**Assignment**
Please retype the records that appear below, exactly and in full.

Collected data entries
[Start of Attachment]

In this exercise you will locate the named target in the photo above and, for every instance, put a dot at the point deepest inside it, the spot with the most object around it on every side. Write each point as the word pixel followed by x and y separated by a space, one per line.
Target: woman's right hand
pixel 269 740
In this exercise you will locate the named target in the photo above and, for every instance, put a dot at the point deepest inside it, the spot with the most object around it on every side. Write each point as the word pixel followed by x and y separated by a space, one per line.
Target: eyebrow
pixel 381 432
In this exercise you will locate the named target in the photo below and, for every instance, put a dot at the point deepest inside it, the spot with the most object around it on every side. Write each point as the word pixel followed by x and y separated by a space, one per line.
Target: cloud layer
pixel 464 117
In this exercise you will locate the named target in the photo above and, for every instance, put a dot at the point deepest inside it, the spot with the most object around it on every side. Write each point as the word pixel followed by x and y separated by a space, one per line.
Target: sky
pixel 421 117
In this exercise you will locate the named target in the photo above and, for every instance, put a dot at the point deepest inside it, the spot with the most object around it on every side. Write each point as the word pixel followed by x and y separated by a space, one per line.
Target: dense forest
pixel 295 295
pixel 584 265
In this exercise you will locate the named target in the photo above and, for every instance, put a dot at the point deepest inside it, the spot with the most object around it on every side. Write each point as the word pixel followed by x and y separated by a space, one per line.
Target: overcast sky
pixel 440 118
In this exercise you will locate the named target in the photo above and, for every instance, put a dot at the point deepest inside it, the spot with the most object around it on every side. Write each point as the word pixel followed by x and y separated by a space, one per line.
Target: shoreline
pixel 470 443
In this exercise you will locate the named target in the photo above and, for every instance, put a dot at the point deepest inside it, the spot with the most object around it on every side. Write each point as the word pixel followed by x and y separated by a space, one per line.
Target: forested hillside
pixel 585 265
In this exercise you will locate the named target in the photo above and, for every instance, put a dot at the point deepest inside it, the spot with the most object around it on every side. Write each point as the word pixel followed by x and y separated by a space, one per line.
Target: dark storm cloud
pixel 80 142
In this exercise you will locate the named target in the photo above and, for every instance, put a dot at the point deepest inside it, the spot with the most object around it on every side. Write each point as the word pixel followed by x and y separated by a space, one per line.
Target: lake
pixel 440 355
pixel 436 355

[End of Attachment]

**Response to this exercise**
In this exercise you will locate the named target in the photo above and, for every instance, put a dot at the point deepest inside it, the spot with the most object around it on every side. Write each point as the word pixel followed by x and y separated by a space, one per line.
Target: woman's right hand
pixel 269 740
In this exercise you will locate the named target in the photo above and, for every instance, put a dot at the point deepest inside it, the spot with the most object around it on every side. Write each point as the word pixel followed by x and y separated by a space, one per line.
Target: eyebrow
pixel 381 432
In this exercise you will locate the named target in the photo below and, for every instance, put a dot at the point deepest inside it, the spot with the most object around it on every side. Write each point as the word pixel followed by x and y separated by a space, one per line.
Target: cloud layer
pixel 464 117
In this exercise you will locate the named target in the photo above and, for every instance, put a dot at the point deepest inside it, the spot with the most object around it on every side. Write each point as the word pixel followed by x and y separated by a space, one per line.
Target: sky
pixel 421 117
In this exercise you will locate the named target in the photo above and, for every instance, put a dot at the point deepest inside it, the spot with the most object around it on every side. Write each point as the word pixel followed by x and y separated by a space, one per line.
Target: dense forest
pixel 295 295
pixel 584 265
In this exercise you will locate the named target in the photo above and, for every instance, put a dot at the point deepest inside it, the spot with the most object around it on every side. Write each point as the word pixel followed by x and y separated by a space, one per line.
Target: overcast sky
pixel 440 118
In this exercise you will locate the named target in the photo above and, for every instance, put a dot at the point deepest inside it, the spot with the most object around it on every side. Write each point as the word pixel followed by x and y separated by a space, one per line.
Target: shoreline
pixel 470 443
In this exercise you will locate the named target in the photo above and, for every instance, put a dot at the point deepest inside it, the spot with the most object around it on every side. Write each point as the word pixel followed by x and y separated by a space, one per line.
Target: forested hillside
pixel 585 265
In this exercise you will locate the named target in the photo above and, for every instance, put a dot at the point deepest inside it, the spot with the most object around it on every side. Write each point as the word pixel followed by x and y separated by a space, one per line.
Target: dark storm cloud
pixel 80 142
In this exercise you will locate the named target in the photo above and, for every instance, put a dot at the point deepest inside it, the spot with the most object around it on every side. Write each point as the word pixel followed by x and y separated by a space, one per line.
Target: lake
pixel 440 355
pixel 436 355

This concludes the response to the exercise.